== Supplied records

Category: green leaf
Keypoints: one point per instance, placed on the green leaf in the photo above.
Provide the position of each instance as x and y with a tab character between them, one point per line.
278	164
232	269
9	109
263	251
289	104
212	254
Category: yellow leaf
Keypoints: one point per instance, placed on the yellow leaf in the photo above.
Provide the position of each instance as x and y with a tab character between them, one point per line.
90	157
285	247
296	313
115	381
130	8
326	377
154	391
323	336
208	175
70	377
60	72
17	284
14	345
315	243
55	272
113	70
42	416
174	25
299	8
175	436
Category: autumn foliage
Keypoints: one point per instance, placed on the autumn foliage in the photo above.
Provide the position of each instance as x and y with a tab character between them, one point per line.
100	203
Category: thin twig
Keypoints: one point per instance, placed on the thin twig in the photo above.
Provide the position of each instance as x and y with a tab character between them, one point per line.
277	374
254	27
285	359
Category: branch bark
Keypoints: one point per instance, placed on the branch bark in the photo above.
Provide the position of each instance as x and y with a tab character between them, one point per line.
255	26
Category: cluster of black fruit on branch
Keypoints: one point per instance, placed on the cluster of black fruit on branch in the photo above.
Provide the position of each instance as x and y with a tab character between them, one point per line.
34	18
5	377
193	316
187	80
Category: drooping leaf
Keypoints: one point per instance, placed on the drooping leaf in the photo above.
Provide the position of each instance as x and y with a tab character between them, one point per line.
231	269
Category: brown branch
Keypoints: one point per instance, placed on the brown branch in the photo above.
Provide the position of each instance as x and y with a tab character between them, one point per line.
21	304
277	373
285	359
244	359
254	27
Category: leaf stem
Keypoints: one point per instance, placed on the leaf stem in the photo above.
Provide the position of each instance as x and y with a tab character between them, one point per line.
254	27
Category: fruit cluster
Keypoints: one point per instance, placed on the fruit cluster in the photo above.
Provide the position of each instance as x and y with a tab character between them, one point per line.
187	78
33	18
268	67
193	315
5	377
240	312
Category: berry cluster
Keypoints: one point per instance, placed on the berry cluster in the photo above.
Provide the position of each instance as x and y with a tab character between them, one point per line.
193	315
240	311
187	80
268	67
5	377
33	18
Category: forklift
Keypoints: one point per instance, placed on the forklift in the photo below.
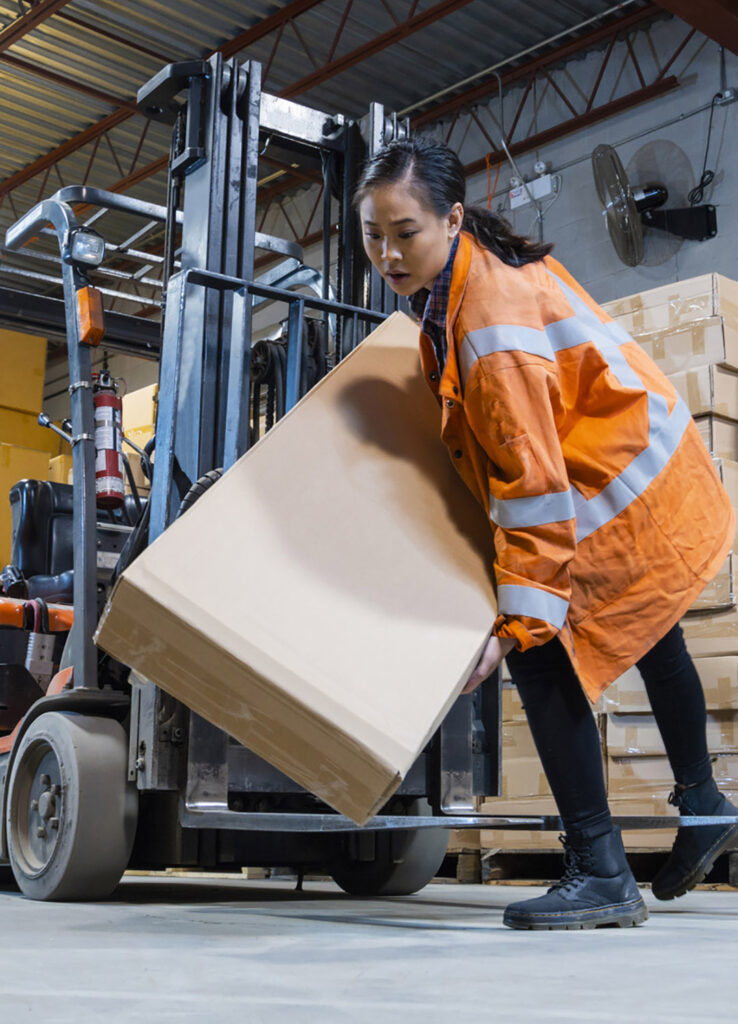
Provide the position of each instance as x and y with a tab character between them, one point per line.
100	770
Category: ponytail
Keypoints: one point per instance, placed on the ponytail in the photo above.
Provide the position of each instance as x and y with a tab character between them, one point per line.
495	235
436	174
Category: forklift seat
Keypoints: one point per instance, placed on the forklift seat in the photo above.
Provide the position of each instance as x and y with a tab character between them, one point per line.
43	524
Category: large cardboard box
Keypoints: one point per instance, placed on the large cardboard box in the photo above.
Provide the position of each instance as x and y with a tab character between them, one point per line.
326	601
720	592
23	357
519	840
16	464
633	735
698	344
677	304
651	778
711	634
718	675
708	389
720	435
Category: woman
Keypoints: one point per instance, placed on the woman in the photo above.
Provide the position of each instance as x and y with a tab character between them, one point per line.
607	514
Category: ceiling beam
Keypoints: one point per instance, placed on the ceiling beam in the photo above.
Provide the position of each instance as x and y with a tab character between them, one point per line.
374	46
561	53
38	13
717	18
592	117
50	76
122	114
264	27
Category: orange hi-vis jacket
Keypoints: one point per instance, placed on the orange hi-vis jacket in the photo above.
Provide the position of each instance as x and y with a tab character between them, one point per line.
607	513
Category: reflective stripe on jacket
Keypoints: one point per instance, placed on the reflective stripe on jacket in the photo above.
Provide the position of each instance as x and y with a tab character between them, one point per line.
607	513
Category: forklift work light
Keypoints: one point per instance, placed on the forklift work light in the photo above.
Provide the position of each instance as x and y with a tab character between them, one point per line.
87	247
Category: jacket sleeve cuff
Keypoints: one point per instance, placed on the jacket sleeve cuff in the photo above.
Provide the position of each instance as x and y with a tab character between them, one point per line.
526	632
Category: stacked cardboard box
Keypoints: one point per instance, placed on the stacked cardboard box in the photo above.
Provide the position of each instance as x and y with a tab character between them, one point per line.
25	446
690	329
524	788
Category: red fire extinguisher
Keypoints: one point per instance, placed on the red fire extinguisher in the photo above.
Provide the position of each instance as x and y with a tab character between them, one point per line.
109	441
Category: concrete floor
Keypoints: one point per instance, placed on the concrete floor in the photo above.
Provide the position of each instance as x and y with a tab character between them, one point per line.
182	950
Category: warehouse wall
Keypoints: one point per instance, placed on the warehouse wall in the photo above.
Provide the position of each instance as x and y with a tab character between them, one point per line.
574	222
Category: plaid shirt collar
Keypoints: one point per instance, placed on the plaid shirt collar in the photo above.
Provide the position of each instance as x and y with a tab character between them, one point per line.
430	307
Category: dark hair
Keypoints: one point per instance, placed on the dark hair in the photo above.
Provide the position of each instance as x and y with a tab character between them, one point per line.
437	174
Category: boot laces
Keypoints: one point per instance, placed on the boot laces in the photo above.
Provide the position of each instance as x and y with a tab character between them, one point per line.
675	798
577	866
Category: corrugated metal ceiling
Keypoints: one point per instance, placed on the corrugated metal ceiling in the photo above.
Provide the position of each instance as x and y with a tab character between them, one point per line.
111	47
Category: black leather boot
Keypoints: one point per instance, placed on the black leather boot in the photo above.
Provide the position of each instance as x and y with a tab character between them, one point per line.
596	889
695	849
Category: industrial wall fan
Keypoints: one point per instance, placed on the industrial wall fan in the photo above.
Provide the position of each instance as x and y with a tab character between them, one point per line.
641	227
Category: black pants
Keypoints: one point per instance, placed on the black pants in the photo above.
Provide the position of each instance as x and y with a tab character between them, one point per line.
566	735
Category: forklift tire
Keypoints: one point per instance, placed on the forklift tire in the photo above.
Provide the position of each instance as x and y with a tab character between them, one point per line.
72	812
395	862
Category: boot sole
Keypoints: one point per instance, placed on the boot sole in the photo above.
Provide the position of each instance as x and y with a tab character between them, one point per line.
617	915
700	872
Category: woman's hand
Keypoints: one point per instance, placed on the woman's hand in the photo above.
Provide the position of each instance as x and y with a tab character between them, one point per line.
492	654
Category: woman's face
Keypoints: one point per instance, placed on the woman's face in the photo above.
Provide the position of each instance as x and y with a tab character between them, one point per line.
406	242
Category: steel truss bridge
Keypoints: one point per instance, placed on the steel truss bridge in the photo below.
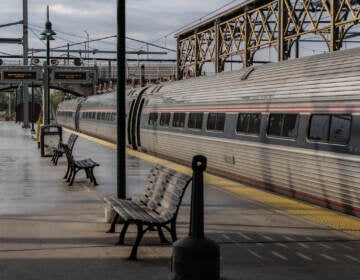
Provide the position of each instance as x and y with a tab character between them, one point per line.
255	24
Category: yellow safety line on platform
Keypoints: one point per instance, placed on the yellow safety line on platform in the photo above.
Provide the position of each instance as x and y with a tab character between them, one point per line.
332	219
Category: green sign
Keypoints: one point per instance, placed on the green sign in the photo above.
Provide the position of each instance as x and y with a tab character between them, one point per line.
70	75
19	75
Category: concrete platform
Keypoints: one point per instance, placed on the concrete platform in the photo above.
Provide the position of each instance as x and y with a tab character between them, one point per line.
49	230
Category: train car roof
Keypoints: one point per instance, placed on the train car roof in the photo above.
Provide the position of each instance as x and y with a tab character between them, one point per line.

====

### What is expected
Leave out the pictures and repeat everything else in the records exactly.

### Exercise output
Category: green leaf
Keypoints: one point per instance, placed on the green leaf in the photo above.
Provide the position of each instance as x and y with a tab character between them, one point per line.
278	164
232	269
9	109
263	251
289	104
212	254
Category: yellow leaf
Keypoints: one point per instance, placed on the yellow leaf in the photo above.
Provide the position of each instance as x and y with a tab character between them, one point per line.
90	157
285	247
296	313
115	381
130	8
326	377
154	391
323	336
208	175
70	377
60	72
17	284
14	345
315	243
55	272
113	70
42	416
174	25
299	8
175	436
Category: autumn foliage
Keypoints: one point per instance, placed on the autumn foliage in the photo above.
Provide the position of each instance as x and y with a tab character between them, one point per line.
100	203
Category: thin twig
Keypoints: one point per instance, placed on the thin twig in the photo above.
Provide the position of each instance as x and y with a tab character between them, one point per line.
277	374
254	27
285	359
Category: branch bark
Keypoints: one point per instance, placed on the branch bark in the photo above.
Provide the position of each instance as x and y with a tab character between them, one point per line.
255	26
Category: cluster of black fruit on branch
Keypoints: one point per instance, placed on the cluster of black fruit on branch in the photo above.
Provide the position of each instance as x and y with a tab character between them, one point per line.
34	18
5	377
193	316
187	80
Category: drooping leaf
Keypoints: one point per instance, placed on the drooping leaf in the photo above.
Provide the position of each instance as x and y with a tab character between them, one point per line.
231	269
Category: brown branch
Keypoints: one point per instance, placed on the brown branch in the photo above.
Provide the position of each instance as x and y with a tab character between them, one point per line.
21	304
277	373
285	359
244	359
254	27
Category: leaf stem
Keypoints: one point per instance, placed on the leaf stem in the photo above.
Provide the position of each instance as x and y with a tab character between them, one point per line.
254	27
Category: fruit cluster
Keypoints: one point per instance, placed on the fruit cluster in the photo above.
Provide the position of each instance as x and y with a tab character between them, one point per line.
187	78
33	18
268	67
193	315
5	377
240	312
Category: berry cluster
Keypoints: one point per instance, placed on the berry cluster in the photo above.
Provide the position of each instance as x and y with a tab character between them, one point per line.
193	315
240	311
187	80
268	67
5	377
33	18
Category: forklift
Keypoints: one point per instance, placed on the forklift in the photo below.
Provide the position of each instance as x and y with a tab character between them, one point per line.
100	770
Category: ponytail
Keypoints: one point per instance, placed on the ponytail in the photo above.
Provide the position of each instance as x and y with a tab character between them, one point per line.
495	235
436	174
Category: forklift seat
Keypoints: one point per instance, placed on the forklift seat in the photo above.
Provide the position of each instance as x and y with a tab character between them, one point per line.
43	524
Category: large cardboard box
Keypoints: one point per instance, placed on the large cardboard box in the photo above.
Provide the position of each instance as x and y with a tab character between them, one point per line.
326	601
720	592
23	357
519	840
16	464
633	735
698	344
677	304
651	778
711	634
718	675
708	389
720	435
Category: woman
Keypoints: one point per instance, placed on the woman in the photo above.
Provide the position of each instance as x and y with a tab character between them, one point per line.
607	514
Category: ceiling beam
Keypoints: one point per instance, placed on the ceiling beam in the photo above.
Provide the position of each instance as x and y with a tab character between them, one point per line.
374	46
561	53
38	13
717	18
592	117
50	76
122	114
264	27
Category: orange hi-vis jacket
Keypoints: one point per instance, placed on the orange hi-vis jacket in the photo above.
Provide the position of each instance as x and y with a tab character between them, one point per line.
607	513
Category: reflective stripe on jacket
Keypoints: one point per instance, placed on the reflective stripe on jacket in the photo above.
Provide the position of each instance as x and y with a tab character between them, one point per line.
607	513
Category: forklift work light
Keypoints: one point per instance, placed on the forklift work light in the photo above.
Provide the position of each instance as x and y with a tab character between them, one point per line.
87	247
Category: jacket sleeve cuff
Keypoints: one point per instance, placed on the jacket sleeve cuff in the photo above.
Provide the position of each instance as x and y with a tab character between them, one point per line.
526	632
Category: stacked cardboard box
Keypoints: one point per instance, placed on the stacked cardboard box in the photo above.
Provide the position of each instance as x and y with a tab character between them, one point per line.
25	446
690	329
524	788
Category: red fire extinguisher
Keypoints: one point per instance, placed on the red fire extinguisher in the photo above.
Provide the position of each instance as x and y with a tab character between them, one point per line.
109	441
Category: concrete floor
Keypoints: one point per instance, placed on the concrete floor in the photo above.
Provide the position of each instance as x and y with a tab character between them, one point per line.
182	950
Category: warehouse wall
Keypoints: one point per instance, placed on the warehouse wall in the photo above.
Provide the position of each instance as x and y with a tab character between them, one point per line.
574	222
Category: plaid shirt collar
Keypoints: one point per instance, placed on the plaid shirt collar in the photo above.
Provide the position of each instance as x and y with a tab character between them, one point per line.
430	307
Category: dark hair
Keypoints: one point per instance, placed on the dark hair in the photo above.
Provide the position of each instance as x and y with a tab character between them, one point per line.
437	174
Category: boot laces
Keypoints: one point per instance, placed on the boot laces in the photo above.
Provide the position of each instance as x and y with a tab character between them, one point per line.
675	798
577	866
Category: corrugated metal ceiling
Keypoints: one point per instance, placed on the corrugated metal ceiling in the photo above.
Provide the position of each instance as x and y with a tab character between them, one point per line.
111	47
Category: black leather boot
Keypoints: one point per instance, placed on the black leather boot in the photo above.
Provide the position of each instance as x and y with a tab character between them, one point per line.
596	889
695	849
Category: industrial wall fan
Keypoints: one point per instance, placed on the industrial wall fan in the photo above.
Provide the position of each instance as x and y with a tab character between them, one point per line.
641	227
Category: black pants
Keypoints: one point per instance, placed on the black pants in the photo above.
Provide the position of each instance as x and y with a tab character between them, one point per line.
566	735
Category: forklift tire
Keypoints: one point per instance, placed on the forklift tire in the photo above.
Provide the position of each instance as x and y with a tab character between them, one point per line.
72	812
395	862
Category: boot sole
Keypoints: one point per instance, placed on the boot sole in the photo above.
Provide the position of each instance as x and y with a tab character between them, one point per line.
617	915
700	872
Category: woman's hand
Keypoints: one point per instance, placed on the woman's hand in the photo above.
Provide the position of each instance as x and y with a tab character between them, one point per line.
492	654
Category: woman's face
Keypoints: one point per instance, placed on the woman's face in the photo above.
Provide the position of each instance as x and y with a tab character between them, one point per line.
406	242
Category: steel truss bridge
Keypoints: one point per instance, placed on the steel truss bridge in the photo below.
Provide the position of each instance as x and y with a tab character between them, one point per line.
255	24
Category: yellow safety line on platform
Keypoints: one point per instance, placed on the yellow safety line on platform in the photo above.
Provide the position of each instance as x and y with a tab character between them, one point per line.
332	219
Category: green sign
Keypoints: one point per instance, placed on the green sign in the photo above.
Provide the position of each instance as x and y with a tab character between them, one point per line.
70	75
19	75
Category: concrete platform
Keypoints: one point per instance, placed on the concrete platform in the photo above.
Provide the position of each instance as x and y with a tab character between them, one point per line.
49	230
Category: train car roof
Keypoints: one point per instance, placed on the train car roof in the photo above.
Provide the position of each instance as x and y with a tab character between them, one point per line.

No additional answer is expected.